● **EXTRACTED MATERIAL**:

====

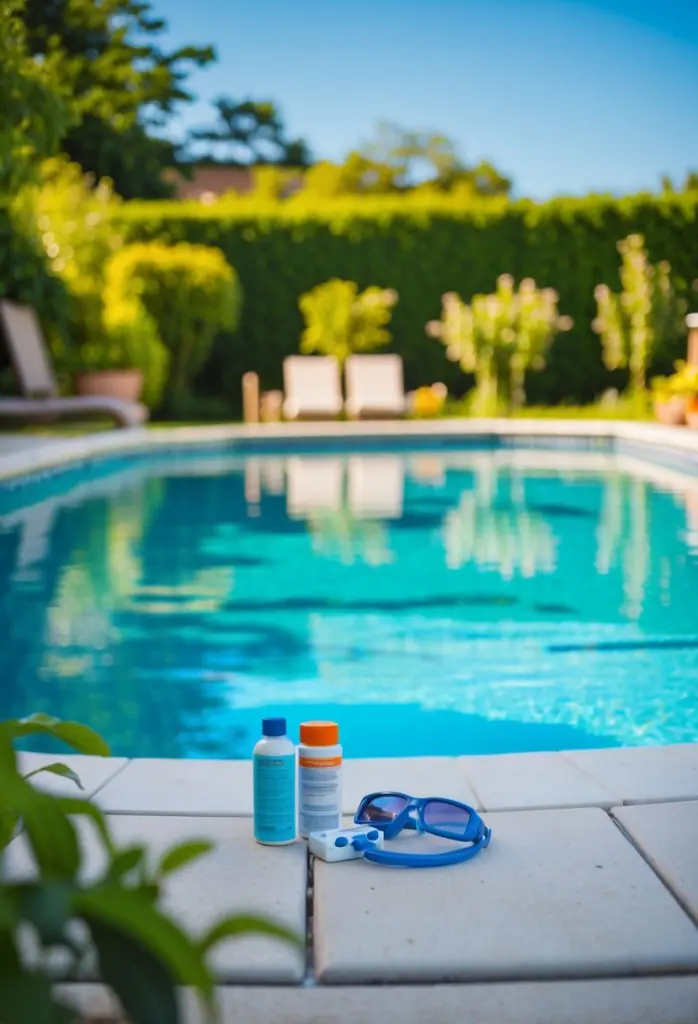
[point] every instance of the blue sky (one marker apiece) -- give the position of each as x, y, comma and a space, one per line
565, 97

====

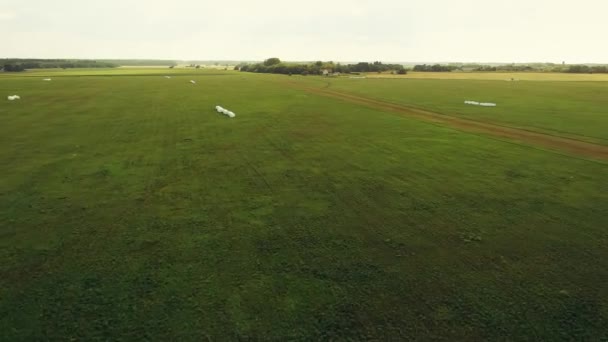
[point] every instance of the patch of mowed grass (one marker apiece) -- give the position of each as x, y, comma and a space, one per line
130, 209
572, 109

====

Return every line of the data above that contains the word "instance", copying each such line in full.

● **ANSWER FOR THIS EXERCISE**:
[point] every instance of the blue sky (one marker apiece) -- give the position of each as x, y, comma and a space, one per line
[point] every instance of the patch of mowed grass (one marker apiece) -- give the position of each as x, y, comma and a space, one per line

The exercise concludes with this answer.